Friday, April 18, 2014

Mengenal Musnad Asy-Syafi’i

Mengenal Musnad Asy-Syafi’i

Musnad Al Imam Asy-Syafi’i adalah Musnad yang terkenal di kalangan ahli hadits dan fikih. Kitab ini tidak dikarang oleh imam Asy-Syafi’i r, akan tetapi diperoleh dari riwayat Abu Al Abbas Al Asham dari Ar-Rabi’ bin Sulaiman Al Muradi dari Asy-Syafi’i yang berasal dari kitab Al Umm dan kitab-kitab lainnya. Jadi kitab ini dinisbatkan kepada Asy-Syafi’i karena ia merupakan kumpulan riwayat-riwayat haditsnya; hanya saja ia tidak memuat seluruh riwayat Asy-Syafi’i dalam kitab-kitabnya.
Hal ini dinyatakan oleh imam Ar-Rafi’i dalam mukadimah Syarah-nya terhadap kitab ini. Dia menisbatkan penyusunan dan Takhrij ini kepada imam Abu Al Abbas Muhammad bin Ya’qub bin Yusuf Al Asham.
※ ※ ※
> Tujuan
Salin dengan persis bagian teks tentang Musnad Asy-Syafi’i yang dimulai dari "Hal ini dinyatakan" dan berakhir pada "Yusuf Al Asham.". Data ini tidak berhubungan dengan teks tentang Musnad Asy-Syafi’i.

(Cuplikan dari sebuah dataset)
※ ※ ※
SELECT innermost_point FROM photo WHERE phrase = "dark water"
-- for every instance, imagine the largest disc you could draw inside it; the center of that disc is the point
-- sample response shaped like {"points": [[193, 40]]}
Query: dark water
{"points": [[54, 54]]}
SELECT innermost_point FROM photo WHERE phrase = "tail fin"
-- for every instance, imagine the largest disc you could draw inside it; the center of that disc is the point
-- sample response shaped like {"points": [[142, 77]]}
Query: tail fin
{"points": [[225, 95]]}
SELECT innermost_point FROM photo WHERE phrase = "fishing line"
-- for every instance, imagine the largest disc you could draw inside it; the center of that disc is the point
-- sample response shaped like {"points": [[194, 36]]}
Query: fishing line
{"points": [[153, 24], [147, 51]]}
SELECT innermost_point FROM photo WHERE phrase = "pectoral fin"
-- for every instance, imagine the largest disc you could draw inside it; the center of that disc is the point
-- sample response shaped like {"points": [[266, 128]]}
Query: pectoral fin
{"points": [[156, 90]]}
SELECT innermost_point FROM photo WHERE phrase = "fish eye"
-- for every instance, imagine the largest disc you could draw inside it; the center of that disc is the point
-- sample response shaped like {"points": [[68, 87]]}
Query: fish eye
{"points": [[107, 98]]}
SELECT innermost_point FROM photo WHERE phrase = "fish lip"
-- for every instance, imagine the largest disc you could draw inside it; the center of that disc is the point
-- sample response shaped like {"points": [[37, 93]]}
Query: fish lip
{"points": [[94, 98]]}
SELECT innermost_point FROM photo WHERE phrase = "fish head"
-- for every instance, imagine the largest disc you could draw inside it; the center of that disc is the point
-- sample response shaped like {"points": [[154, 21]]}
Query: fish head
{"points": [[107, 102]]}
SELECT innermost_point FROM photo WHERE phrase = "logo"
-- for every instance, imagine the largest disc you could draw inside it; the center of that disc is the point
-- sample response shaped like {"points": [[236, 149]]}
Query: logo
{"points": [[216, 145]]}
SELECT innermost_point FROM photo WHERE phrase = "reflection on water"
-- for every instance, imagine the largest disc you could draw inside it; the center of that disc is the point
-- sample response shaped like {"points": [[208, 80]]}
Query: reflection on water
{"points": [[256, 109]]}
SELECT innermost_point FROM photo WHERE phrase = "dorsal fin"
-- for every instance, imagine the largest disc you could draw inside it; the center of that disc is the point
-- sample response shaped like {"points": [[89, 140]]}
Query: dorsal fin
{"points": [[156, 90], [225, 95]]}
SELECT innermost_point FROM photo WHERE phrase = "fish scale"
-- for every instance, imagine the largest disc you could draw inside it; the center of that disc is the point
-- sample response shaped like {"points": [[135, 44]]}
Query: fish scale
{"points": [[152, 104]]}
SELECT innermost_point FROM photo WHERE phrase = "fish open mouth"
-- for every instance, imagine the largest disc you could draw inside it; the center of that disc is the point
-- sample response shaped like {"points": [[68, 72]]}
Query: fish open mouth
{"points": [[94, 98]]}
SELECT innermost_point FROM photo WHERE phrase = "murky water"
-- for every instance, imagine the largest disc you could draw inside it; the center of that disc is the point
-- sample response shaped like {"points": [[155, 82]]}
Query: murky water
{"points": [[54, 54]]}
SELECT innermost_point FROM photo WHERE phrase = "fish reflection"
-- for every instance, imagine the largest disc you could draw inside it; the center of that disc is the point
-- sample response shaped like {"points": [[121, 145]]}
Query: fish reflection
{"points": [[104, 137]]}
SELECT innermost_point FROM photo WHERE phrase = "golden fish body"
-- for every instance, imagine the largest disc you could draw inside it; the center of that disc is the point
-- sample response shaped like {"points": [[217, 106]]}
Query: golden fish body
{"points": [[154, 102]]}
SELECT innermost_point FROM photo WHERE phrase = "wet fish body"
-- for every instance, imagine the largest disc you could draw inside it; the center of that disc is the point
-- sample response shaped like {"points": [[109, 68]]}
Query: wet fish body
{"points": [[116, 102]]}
※ ※ ※
> Jawaban Tertulis
Hal ini dinyatakan oleh imam Ar-Rafi’i dalam mukadimah Syarah-nya terhadap kitab ini. Dia menisbatkan penyusunan dan Takhrij ini kepada imam Abu Al Abbas Muhammad bin Ya’qub bin Yusuf Al Asham.